Aufgabe: Gib jede Zeile der Einträge zurück, in der das Wort „handle“ vorkommt. Groß- und Kleinschreibung wird dabei unterschieden.

Material:
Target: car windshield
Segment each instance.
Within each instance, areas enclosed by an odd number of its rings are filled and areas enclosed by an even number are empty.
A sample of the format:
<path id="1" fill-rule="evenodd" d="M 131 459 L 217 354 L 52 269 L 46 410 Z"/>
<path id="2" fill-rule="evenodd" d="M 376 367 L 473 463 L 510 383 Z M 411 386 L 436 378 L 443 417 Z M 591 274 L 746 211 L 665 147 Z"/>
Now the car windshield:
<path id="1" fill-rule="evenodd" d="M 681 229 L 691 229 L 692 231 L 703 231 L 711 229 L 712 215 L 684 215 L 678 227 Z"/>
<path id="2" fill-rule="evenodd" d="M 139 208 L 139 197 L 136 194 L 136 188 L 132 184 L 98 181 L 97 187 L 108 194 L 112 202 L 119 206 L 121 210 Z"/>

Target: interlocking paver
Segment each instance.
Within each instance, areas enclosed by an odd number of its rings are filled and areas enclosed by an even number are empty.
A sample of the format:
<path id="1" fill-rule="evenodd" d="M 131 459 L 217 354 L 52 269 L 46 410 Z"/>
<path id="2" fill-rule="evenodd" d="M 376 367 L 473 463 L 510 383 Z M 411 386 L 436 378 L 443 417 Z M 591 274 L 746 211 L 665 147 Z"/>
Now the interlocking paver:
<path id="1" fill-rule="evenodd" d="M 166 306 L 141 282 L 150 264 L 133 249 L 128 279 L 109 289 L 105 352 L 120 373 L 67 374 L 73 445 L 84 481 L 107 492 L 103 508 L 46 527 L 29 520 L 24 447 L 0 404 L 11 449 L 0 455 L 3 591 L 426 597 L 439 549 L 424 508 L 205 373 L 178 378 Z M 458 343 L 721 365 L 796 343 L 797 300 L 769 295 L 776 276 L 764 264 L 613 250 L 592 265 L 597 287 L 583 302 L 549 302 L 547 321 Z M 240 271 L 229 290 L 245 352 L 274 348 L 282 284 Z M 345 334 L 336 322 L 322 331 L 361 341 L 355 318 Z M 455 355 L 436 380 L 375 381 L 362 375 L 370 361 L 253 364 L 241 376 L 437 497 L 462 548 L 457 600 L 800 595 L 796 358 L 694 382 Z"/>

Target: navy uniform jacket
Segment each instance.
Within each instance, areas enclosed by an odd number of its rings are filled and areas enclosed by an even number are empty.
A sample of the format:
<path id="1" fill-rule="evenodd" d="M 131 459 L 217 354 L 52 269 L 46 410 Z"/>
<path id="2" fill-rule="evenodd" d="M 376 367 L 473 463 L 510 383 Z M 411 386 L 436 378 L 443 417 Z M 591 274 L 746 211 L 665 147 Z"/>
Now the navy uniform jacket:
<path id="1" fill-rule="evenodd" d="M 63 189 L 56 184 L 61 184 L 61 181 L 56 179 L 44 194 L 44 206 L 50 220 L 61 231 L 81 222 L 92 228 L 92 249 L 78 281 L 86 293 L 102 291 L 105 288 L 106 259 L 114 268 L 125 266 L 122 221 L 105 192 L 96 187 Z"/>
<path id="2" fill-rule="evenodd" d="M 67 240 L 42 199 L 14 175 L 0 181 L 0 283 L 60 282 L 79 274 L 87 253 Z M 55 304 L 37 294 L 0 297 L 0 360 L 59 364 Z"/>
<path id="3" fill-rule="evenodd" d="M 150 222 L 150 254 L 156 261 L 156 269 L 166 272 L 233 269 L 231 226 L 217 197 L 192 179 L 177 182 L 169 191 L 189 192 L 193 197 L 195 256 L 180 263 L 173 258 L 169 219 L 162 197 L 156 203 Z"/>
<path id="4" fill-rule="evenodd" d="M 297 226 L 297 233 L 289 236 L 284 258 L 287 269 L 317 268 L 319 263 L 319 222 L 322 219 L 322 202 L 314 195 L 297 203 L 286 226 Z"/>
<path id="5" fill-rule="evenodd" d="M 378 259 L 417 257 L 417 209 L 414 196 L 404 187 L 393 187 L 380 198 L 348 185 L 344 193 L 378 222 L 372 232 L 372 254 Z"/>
...
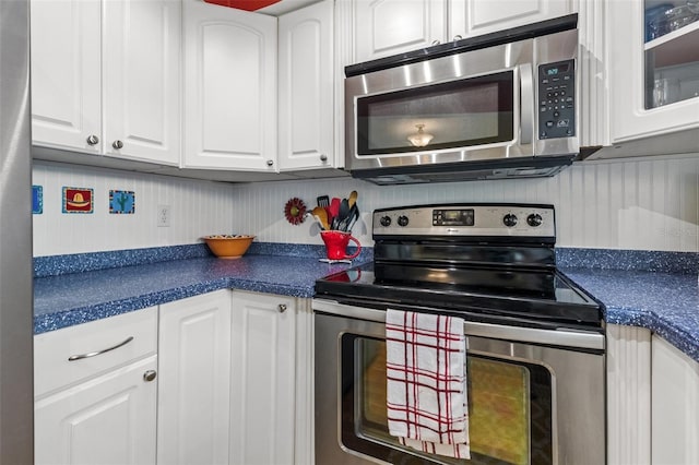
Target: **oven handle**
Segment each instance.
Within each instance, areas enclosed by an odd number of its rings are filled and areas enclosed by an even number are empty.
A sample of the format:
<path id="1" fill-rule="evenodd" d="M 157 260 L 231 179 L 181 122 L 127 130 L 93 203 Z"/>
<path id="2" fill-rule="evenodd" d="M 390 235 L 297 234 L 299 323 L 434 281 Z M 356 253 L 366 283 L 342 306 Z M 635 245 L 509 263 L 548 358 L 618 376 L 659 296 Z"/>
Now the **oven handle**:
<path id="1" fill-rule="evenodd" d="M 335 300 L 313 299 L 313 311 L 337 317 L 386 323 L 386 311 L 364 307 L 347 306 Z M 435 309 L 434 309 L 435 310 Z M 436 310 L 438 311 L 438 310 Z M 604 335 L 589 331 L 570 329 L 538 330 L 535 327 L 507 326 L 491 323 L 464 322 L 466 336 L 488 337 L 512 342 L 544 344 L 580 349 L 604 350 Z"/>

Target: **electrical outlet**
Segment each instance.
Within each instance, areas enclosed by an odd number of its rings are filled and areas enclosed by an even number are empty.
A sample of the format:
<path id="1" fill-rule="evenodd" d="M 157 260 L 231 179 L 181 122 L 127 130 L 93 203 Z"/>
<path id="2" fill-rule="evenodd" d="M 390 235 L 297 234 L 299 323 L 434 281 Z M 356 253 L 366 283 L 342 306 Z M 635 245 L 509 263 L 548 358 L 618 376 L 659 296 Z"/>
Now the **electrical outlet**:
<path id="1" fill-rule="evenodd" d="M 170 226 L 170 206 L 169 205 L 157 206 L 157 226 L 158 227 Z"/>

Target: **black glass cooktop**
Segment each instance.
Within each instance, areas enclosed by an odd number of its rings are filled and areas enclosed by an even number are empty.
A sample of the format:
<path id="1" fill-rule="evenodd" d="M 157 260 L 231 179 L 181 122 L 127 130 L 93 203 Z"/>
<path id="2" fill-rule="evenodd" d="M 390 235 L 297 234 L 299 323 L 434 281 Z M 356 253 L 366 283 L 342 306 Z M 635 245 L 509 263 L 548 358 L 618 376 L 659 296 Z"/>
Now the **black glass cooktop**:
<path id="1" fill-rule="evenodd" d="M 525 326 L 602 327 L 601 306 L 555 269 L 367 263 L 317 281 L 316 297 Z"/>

Ergebnis:
Target: **oven handle**
Now the **oven handle**:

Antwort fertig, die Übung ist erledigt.